======== Document excerpt

In [1]:
%load_ext autoreload
%autoreload 2

import sys
sys.path.append('..')

The main aim here is to get confusion metrics and also figure out why each prediction is wrong

## Get accuracy metrics

In [2]:
# single stage combined
pred_ann_dir = f'../resnet_model/work_dirs/singletask_resnet_fpn_for_verb_and_target_best/combine_first_and_second_stage_results' 
gt_ann_dir = f'../data/triplet_segmentation_dataset_v2_second_stage/test/ann_dir'
       

In [34]:
from utils.general.dataset_variables import TripletSegmentationVariables

VERB_ID_TO_CLASS_DICT = TripletSegmentationVariables.categories['verb']
TARGET_ID_TO_CLASS_DICT = TripletSegmentationVariables.categories['target']
INSTRUMENT_ID_TO_CLASS_DICT = TripletSegmentationVariables.categories['instrument']

possible_verbs = list(VERB_ID_TO_CLASS_DICT.values())
possible_targets = list(TARGET_ID_TO_CLASS_DICT.values())
possible_instruments = list(INSTRUMENT_ID_TO_CLASS_DICT.values())

In [36]:
import os
import json
from statistics import mean

def load_annotations(folder):
    """Load annotations from a folder of JSON files."""
    annotations = {}
    for file_name in os.listdir(folder):
        if file_name.endswith('.json'):
            with open(os.path.join(folder, file_name), 'r') as f:
                data = json.load(f)
                annotations[file_name] = data
    return annotations

def calculate_accuracy(ground_truth_folder, prediction_folder, task, possible_classes):
    """Calculate accuracy for possible classes."""
    ground_truth = load_annotations(ground_truth_folder)
    predictions = load_annotations(prediction_folder)
    
    assert task in ['instrument', 'verb', 'target']
    if task == 'instrument':
        task = 'label' # annotations called labels in annotation format

    total_per_class = {class_name: 0 for class_name in  possible_classes }
    correct_per_class = {class_name: 0 for class_name in  possible_classes }    
    false_positives_per_class = {class_name: 0 for class_name in  possible_classes }
    false_negatives_per_class = {class_name: 0 for class_name in  possible_classes }
    
    missed_files = []

    for file_name, gt_data in ground_truth.items():
        if file_name not in predictions:
            missed_files.append(file_name)
            continue
        
        # i am okay with the overwritting of contours, as it essentially we just need to count one.

================

__Required actions__
[a] Copy the accuracy-metrics notebook word for word, starting at the words "annotations[file_name] = data" and ending after "ground_truth = load_annotations(ground_truth_folder)".
[b] Pick up the accuracy-metrics notebook at its last line and keep writing the code.

======== Records supplied

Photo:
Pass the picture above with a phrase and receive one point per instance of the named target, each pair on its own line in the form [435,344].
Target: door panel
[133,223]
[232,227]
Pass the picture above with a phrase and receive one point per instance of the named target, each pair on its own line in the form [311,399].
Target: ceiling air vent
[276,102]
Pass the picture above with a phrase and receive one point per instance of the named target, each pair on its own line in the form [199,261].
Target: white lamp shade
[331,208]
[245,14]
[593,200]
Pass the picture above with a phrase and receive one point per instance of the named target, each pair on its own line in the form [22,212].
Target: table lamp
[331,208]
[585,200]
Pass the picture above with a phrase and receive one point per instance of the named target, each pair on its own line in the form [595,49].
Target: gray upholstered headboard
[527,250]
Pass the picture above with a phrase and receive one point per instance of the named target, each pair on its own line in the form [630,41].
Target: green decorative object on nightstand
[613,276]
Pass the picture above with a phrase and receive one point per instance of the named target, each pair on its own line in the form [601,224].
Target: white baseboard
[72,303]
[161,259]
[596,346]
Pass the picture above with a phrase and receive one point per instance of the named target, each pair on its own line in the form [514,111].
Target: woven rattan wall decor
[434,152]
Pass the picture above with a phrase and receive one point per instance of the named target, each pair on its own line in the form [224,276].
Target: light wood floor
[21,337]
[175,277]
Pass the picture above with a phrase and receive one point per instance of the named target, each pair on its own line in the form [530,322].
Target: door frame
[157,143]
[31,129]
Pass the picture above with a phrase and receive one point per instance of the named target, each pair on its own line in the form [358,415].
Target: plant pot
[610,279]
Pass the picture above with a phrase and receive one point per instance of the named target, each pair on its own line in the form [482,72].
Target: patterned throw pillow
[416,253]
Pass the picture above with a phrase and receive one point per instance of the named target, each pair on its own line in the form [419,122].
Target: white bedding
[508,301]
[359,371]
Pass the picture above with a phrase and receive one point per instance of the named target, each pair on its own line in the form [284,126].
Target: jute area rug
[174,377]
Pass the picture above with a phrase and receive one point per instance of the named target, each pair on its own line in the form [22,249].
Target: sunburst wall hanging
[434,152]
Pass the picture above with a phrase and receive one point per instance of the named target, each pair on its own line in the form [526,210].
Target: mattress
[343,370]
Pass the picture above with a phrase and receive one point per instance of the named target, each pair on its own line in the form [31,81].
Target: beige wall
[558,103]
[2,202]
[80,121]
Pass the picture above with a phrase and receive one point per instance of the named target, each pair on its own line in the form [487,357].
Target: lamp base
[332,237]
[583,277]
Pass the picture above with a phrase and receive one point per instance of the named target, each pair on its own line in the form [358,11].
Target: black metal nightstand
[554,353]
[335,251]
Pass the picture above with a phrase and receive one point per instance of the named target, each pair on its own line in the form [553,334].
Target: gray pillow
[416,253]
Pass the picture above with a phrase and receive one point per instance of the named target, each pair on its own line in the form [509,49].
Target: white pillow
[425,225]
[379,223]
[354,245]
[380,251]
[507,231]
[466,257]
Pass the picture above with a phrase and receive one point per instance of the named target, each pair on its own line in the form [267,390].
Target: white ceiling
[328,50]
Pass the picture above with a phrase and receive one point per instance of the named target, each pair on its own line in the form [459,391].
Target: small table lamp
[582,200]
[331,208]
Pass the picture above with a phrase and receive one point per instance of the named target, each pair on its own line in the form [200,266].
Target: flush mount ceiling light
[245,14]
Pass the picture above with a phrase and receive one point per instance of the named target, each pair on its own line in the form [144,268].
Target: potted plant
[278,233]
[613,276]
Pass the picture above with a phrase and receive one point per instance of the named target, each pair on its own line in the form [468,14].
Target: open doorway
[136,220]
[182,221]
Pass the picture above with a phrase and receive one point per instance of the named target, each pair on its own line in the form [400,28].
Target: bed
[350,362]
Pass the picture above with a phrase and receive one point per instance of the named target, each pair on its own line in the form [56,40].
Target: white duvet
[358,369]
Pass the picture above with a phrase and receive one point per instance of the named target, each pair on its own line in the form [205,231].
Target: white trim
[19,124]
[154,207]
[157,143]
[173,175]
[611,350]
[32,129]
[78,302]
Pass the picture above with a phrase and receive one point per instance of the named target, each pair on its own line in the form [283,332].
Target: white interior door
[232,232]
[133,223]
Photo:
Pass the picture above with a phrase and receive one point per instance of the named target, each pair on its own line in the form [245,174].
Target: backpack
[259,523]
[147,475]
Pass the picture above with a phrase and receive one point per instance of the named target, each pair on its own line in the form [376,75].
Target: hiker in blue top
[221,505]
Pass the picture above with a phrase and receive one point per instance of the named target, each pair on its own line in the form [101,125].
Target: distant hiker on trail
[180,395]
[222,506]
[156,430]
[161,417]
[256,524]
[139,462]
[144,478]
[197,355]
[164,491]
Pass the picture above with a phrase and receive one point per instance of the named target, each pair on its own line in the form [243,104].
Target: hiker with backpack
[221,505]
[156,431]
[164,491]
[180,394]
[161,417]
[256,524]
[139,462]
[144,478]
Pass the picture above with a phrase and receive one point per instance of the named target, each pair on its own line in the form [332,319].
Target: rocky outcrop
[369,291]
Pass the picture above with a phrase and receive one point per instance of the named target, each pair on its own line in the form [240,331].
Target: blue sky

================

__Answers for the exercise__
[a]
annotations[file_name] = data
    return annotations

def calculate_accuracy(ground_truth_folder, prediction_folder, task, possible_classes):
    """Calculate accuracy for possible classes."""
    ground_truth = load_annotations(ground_truth_folder)

[b]
        gt_shapes = { (shape['label'],shape['group_id']): shape for shape in gt_data.get('shapes', [])} 
        pred_shapes = {(shape['label'],shape['group_id']): shape for shape in predictions[file_name].get('shapes', [])}
        
        found_gt_keys = []

        for gt_key, gt_shape in gt_shapes.items(): 
            
            gt_class_name = gt_shape[task]
            
            total_per_class[gt_class_name] += 1 

            found_pred_key = None
            
            for pred_key, pred_shape in pred_shapes.items(): 
                # Calculate verb accuracy
                pred_class_name = pred_shape.get(task)
                if gt_class_name == pred_class_name:
                    correct_per_class[pred_class_name] += 1
                    found_pred_key = pred_key
                    found_gt_keys.append(gt_key)
                    break
                    
            # remove that pred prediction from possibilites        
            if found_pred_key:
                pred_shapes.pop(found_pred_key)
        
        #update the false positives from the pred. 
        for pred_key, pred_shape in pred_shapes.items(): 
            pred_class_name = pred_shape.get(task)
            false_positives_per_class[pred_class_name] += 1
        
        
        # delete the found groundtruth.
        for found_gt_key in found_gt_keys: 
            gt_shapes.pop(found_gt_key)
        
         #update the false negatives from the gt. 
        for gt_key, gt_shape in gt_shapes.items(): 
            gt_class_name = gt_shape.get(task)
            false_negatives_per_class[gt_class_name] += 1
        
                

    accuracy = sum(correct_per_class.values()) / sum(total_per_class.values())  if sum(total_per_class.values()) > 0 else 0
    acc_per_class = {
        class_name: (
            correct_per_class[class_name] / total_per_class[class_name] 
            if total_per_class[class_name] is not None and total_per_class[class_name] > 0 
            else None
        )
        for class_name in possible_classes
    }
    mean_acc = mean(value for value in acc_per_class.values() if value is not None)

    return {
        "accuracy": accuracy,
        "mean_acc":mean_acc,
        "acc_per_class": acc_per_class,
        "missed_files": missed_files,
        "total_per_class": total_per_class,
        "correct_per_class": correct_per_class,
        "false_positives_per_class": false_positives_per_class,
        "false_negatives_per_class": false_negatives_per_class
    }



In [42]:
task = 'verb'
if task == 'target': 
    possible_classes = possible_targets
elif  task == 'verb': 
    possible_classes = possible_verbs  
elif  task == 'instruments': 
    possible_classes = possible_instruments      
else: 
    raise ValueError('there is an error in the task')     
accuracy_results = calculate_accuracy(gt_ann_dir, pred_ann_dir, task = task, possible_classes=possible_classes)



In [43]:

print("accuracy:", accuracy_results["accuracy"])
print("mean_acc:", accuracy_results["mean_acc"])
print("acc_per_class:", accuracy_results["acc_per_class"])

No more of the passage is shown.